* [Prompt]:
Give the line with "Please put a point on the sleeve" again, along with every line below it to the end of the records, word for word.

Collected data
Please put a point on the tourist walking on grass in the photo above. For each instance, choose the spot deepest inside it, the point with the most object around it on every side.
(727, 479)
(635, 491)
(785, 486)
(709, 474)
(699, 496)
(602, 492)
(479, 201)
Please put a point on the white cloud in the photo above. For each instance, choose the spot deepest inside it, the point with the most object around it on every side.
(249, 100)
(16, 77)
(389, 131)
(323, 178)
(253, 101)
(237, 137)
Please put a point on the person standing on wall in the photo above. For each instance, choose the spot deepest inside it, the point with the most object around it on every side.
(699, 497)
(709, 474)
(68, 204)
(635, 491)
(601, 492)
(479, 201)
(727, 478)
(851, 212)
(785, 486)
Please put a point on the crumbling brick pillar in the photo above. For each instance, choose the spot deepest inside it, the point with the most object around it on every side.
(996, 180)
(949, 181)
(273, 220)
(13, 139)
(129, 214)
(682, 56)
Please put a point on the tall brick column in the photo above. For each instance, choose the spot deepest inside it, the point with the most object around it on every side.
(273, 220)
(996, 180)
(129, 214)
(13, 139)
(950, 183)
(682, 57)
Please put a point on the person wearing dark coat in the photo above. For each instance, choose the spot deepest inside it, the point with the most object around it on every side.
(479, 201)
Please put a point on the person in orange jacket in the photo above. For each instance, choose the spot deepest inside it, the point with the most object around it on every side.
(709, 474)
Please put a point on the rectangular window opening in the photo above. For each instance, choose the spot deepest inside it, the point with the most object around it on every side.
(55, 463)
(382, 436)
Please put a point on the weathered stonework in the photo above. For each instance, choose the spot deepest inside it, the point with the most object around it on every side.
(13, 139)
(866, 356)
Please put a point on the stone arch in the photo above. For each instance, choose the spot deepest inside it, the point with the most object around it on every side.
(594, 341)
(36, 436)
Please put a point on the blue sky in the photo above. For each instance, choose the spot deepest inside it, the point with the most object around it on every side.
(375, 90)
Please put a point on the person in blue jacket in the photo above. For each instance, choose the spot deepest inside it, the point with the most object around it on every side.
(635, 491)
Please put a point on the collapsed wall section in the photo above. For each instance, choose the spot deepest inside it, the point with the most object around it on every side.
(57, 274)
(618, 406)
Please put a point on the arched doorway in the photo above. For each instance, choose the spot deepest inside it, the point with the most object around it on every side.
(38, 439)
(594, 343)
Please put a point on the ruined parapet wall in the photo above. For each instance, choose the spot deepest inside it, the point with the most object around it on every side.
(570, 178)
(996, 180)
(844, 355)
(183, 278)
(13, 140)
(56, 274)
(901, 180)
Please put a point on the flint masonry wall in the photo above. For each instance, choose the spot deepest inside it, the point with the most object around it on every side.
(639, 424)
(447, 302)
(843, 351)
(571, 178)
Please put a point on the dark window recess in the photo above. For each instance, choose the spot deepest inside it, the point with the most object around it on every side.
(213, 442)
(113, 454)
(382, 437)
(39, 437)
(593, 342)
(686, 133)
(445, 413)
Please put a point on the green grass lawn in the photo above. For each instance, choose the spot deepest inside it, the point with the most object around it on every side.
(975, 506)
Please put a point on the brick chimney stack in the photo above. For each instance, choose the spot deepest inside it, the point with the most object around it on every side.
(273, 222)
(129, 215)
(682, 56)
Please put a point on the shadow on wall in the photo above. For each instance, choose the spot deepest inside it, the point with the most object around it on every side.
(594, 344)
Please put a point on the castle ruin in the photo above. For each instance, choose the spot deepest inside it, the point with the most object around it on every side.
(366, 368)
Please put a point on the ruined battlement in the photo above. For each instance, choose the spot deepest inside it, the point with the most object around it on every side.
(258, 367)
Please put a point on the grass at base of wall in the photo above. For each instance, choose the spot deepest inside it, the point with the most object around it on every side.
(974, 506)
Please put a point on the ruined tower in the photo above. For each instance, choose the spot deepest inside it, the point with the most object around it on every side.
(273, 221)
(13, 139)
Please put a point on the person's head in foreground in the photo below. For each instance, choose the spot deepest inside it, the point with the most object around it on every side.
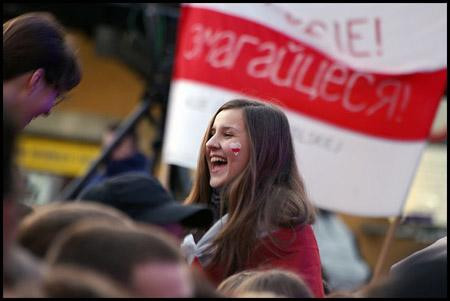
(39, 65)
(144, 259)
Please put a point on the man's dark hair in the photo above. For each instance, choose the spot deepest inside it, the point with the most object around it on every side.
(36, 40)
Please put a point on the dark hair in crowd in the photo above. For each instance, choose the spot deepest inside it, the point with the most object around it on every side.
(280, 282)
(37, 230)
(113, 250)
(36, 40)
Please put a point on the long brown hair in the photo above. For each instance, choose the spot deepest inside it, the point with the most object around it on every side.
(269, 193)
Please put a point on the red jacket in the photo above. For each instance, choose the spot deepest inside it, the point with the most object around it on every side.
(300, 256)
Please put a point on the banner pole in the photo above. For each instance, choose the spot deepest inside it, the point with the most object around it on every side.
(378, 271)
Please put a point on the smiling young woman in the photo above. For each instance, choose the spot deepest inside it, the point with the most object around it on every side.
(247, 173)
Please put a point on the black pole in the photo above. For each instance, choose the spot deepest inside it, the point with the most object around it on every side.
(72, 191)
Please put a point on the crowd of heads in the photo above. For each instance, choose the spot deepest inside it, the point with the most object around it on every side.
(121, 237)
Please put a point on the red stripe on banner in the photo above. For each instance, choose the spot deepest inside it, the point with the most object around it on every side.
(249, 58)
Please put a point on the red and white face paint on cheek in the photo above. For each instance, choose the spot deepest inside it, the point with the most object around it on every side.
(235, 147)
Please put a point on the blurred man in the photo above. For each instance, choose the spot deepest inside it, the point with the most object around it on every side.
(39, 65)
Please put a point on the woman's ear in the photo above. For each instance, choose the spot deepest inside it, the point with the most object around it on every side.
(37, 80)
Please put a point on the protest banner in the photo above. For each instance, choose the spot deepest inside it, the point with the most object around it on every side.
(360, 84)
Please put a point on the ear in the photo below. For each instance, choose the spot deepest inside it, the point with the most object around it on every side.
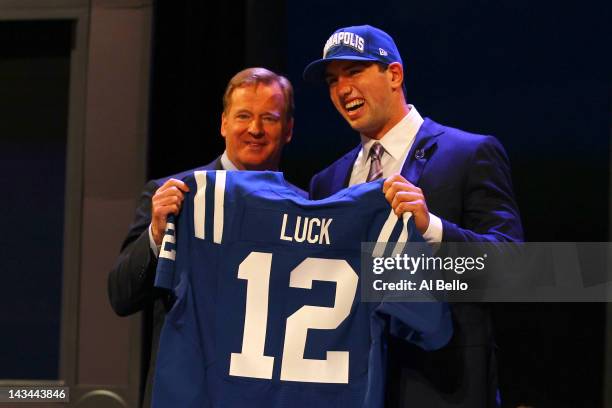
(223, 124)
(289, 130)
(396, 74)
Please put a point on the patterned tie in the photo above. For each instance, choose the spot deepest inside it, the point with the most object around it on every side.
(376, 152)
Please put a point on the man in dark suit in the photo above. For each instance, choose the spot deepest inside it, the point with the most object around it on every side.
(456, 184)
(257, 122)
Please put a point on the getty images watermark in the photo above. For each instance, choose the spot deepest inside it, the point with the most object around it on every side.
(487, 272)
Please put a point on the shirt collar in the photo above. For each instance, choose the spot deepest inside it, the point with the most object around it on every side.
(226, 163)
(398, 137)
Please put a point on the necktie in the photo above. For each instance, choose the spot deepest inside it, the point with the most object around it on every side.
(376, 152)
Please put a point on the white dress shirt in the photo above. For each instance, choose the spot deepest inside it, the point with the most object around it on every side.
(396, 144)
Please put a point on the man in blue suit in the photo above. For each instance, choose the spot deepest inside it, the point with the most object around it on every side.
(257, 122)
(456, 184)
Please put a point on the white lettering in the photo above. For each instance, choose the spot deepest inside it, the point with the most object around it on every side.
(297, 237)
(284, 237)
(325, 231)
(311, 239)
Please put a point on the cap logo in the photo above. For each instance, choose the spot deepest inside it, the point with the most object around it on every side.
(344, 38)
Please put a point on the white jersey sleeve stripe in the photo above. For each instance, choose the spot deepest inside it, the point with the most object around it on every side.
(219, 201)
(385, 233)
(403, 238)
(199, 205)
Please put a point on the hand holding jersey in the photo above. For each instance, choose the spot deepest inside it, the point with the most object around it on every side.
(166, 200)
(406, 197)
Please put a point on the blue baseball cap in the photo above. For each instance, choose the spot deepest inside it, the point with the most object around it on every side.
(357, 43)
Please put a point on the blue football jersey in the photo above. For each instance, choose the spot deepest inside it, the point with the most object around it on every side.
(268, 310)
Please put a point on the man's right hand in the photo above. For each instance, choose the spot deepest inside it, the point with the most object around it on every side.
(166, 200)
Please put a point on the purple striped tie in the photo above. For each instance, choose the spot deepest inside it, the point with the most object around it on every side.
(376, 152)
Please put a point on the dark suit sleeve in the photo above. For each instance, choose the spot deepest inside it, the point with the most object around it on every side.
(490, 213)
(130, 282)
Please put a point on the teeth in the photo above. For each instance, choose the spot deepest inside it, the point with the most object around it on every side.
(354, 103)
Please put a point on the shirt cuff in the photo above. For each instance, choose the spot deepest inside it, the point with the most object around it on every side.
(156, 248)
(433, 235)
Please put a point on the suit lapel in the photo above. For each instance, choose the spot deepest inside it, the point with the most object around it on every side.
(422, 149)
(342, 175)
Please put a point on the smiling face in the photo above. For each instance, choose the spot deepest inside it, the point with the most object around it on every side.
(255, 127)
(367, 95)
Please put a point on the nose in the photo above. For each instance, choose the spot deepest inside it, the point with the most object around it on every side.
(343, 87)
(256, 128)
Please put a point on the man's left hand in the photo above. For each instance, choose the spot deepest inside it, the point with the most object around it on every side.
(406, 197)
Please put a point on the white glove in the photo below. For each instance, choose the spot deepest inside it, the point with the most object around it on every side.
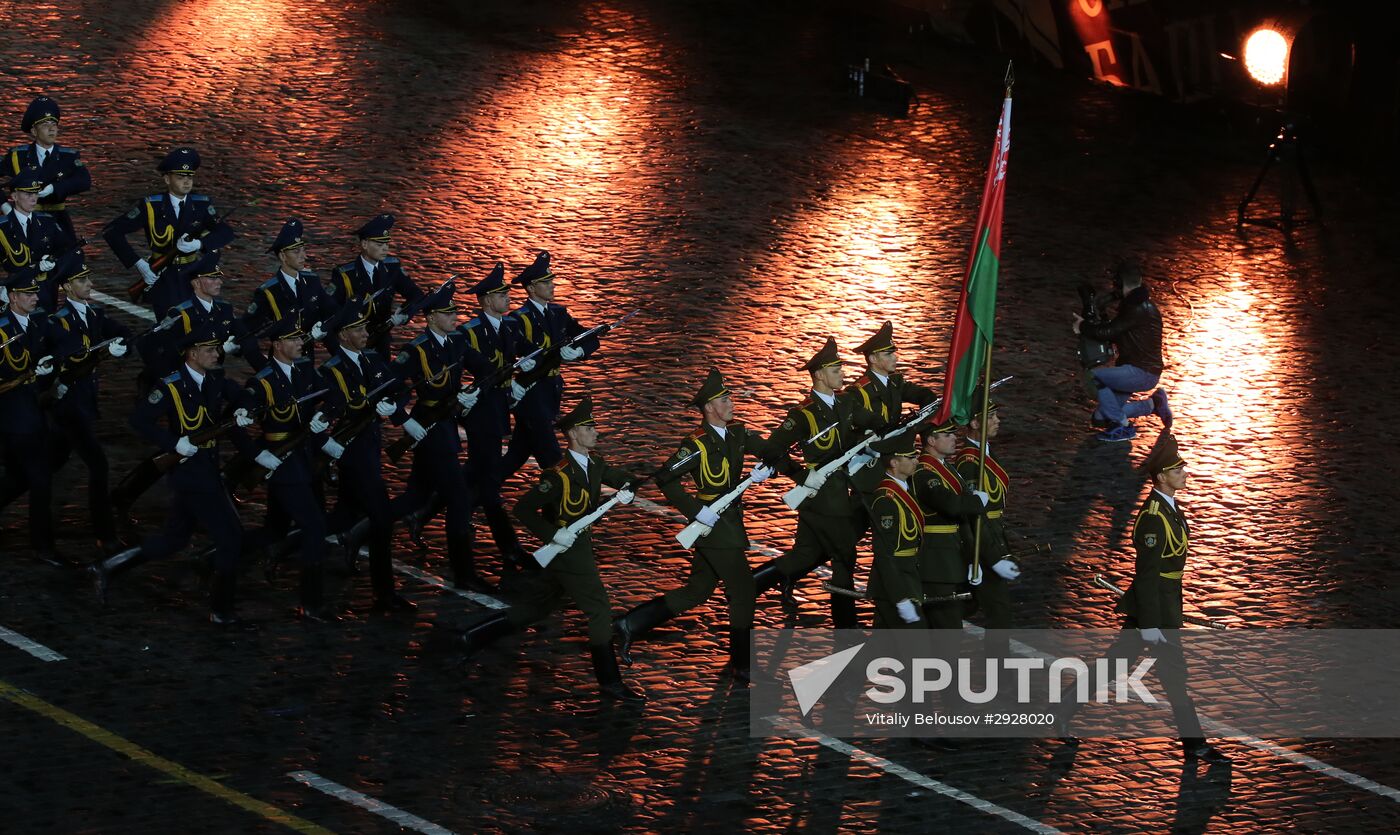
(1005, 569)
(147, 273)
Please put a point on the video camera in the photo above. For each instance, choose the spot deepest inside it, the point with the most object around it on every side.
(1094, 353)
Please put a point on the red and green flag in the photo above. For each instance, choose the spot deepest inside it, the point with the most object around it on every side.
(977, 303)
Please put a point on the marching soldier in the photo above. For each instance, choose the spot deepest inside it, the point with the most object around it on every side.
(30, 237)
(25, 367)
(898, 535)
(723, 554)
(293, 292)
(193, 402)
(60, 168)
(81, 328)
(567, 492)
(542, 324)
(829, 524)
(377, 275)
(882, 391)
(290, 430)
(1152, 604)
(161, 356)
(947, 503)
(178, 226)
(996, 568)
(433, 364)
(492, 349)
(356, 377)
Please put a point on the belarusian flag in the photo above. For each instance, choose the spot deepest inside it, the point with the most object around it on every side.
(977, 303)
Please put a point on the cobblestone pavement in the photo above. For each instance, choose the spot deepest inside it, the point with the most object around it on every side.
(709, 167)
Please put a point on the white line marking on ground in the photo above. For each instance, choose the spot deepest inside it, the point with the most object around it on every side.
(921, 781)
(486, 600)
(384, 810)
(34, 647)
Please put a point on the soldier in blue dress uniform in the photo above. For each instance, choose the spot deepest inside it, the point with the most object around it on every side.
(62, 168)
(378, 275)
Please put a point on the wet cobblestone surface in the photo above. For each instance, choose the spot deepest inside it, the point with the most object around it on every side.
(709, 167)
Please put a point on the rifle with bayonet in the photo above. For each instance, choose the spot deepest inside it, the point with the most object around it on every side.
(427, 418)
(206, 227)
(553, 355)
(408, 310)
(818, 477)
(696, 528)
(549, 551)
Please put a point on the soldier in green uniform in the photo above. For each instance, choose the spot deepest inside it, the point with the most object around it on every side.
(1152, 604)
(994, 565)
(714, 458)
(882, 391)
(947, 505)
(898, 534)
(566, 492)
(829, 524)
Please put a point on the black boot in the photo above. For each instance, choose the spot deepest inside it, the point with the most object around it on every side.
(464, 566)
(637, 622)
(485, 632)
(609, 678)
(102, 570)
(739, 654)
(843, 612)
(312, 596)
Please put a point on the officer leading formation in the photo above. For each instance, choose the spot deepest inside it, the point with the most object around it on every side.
(304, 430)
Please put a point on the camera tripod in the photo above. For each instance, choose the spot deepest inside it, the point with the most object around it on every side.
(1285, 146)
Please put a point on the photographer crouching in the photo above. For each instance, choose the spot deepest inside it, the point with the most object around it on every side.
(1136, 331)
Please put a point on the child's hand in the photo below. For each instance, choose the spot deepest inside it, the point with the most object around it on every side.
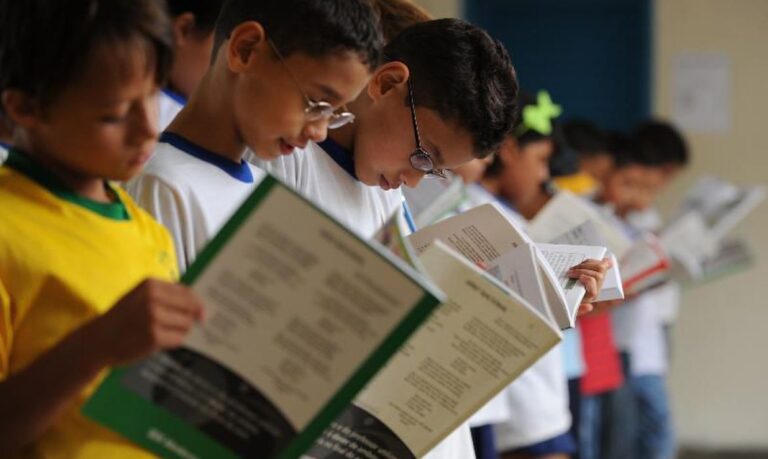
(591, 273)
(154, 315)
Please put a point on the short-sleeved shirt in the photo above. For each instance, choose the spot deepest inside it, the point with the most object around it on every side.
(170, 104)
(192, 191)
(3, 152)
(324, 174)
(63, 261)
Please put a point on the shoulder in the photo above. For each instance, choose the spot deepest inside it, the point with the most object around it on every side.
(165, 172)
(145, 223)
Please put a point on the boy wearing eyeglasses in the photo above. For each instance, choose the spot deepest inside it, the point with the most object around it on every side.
(446, 94)
(280, 72)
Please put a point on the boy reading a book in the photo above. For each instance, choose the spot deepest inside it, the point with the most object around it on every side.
(282, 69)
(84, 273)
(538, 401)
(192, 22)
(446, 94)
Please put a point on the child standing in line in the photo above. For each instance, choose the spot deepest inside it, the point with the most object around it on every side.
(281, 72)
(445, 95)
(192, 23)
(85, 275)
(640, 322)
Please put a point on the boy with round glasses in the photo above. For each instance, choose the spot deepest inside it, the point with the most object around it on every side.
(445, 95)
(268, 89)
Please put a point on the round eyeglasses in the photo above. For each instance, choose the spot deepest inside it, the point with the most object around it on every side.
(420, 159)
(316, 110)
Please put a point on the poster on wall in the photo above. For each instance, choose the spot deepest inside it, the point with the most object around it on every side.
(701, 92)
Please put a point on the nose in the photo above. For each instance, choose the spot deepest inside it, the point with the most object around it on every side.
(411, 177)
(316, 131)
(146, 120)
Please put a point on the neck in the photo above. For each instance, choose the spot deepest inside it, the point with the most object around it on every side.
(208, 120)
(78, 183)
(491, 185)
(344, 136)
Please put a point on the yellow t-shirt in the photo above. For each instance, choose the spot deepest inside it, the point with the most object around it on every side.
(579, 183)
(62, 264)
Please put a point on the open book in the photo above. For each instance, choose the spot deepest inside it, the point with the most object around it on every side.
(483, 234)
(711, 209)
(567, 211)
(721, 204)
(434, 199)
(301, 314)
(472, 347)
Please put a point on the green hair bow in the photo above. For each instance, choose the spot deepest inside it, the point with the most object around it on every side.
(539, 117)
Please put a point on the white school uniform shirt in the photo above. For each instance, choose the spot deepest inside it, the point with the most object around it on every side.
(191, 192)
(329, 183)
(537, 401)
(639, 323)
(169, 105)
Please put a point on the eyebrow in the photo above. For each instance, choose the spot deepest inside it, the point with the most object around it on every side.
(438, 155)
(329, 94)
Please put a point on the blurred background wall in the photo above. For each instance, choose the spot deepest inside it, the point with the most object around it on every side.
(619, 60)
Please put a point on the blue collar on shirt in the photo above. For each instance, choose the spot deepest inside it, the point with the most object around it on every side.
(508, 205)
(343, 157)
(175, 96)
(239, 171)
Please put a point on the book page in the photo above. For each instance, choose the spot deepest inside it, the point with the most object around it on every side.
(300, 314)
(566, 211)
(471, 348)
(481, 234)
(434, 199)
(517, 269)
(647, 258)
(561, 259)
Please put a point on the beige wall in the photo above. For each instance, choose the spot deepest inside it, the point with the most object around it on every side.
(442, 8)
(719, 379)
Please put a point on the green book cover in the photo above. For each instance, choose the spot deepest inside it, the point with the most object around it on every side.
(301, 314)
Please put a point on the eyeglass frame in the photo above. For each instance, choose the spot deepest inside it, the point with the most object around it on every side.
(315, 110)
(420, 152)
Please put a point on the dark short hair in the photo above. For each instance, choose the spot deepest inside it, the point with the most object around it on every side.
(44, 44)
(205, 12)
(317, 28)
(463, 74)
(398, 15)
(623, 150)
(659, 143)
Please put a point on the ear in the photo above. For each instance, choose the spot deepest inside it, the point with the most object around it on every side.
(247, 42)
(508, 150)
(392, 75)
(183, 27)
(21, 109)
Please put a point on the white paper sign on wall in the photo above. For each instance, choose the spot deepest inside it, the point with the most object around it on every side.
(701, 92)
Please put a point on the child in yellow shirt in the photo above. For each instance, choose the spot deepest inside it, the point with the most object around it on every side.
(85, 275)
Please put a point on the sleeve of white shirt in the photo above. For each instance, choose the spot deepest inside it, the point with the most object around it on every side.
(165, 203)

* [Answer box]:
Please put a point on the sleeve of white shirt in the photo above. For each instance, choose the spot deepest inside it, the point with the most object around it on every side.
(165, 203)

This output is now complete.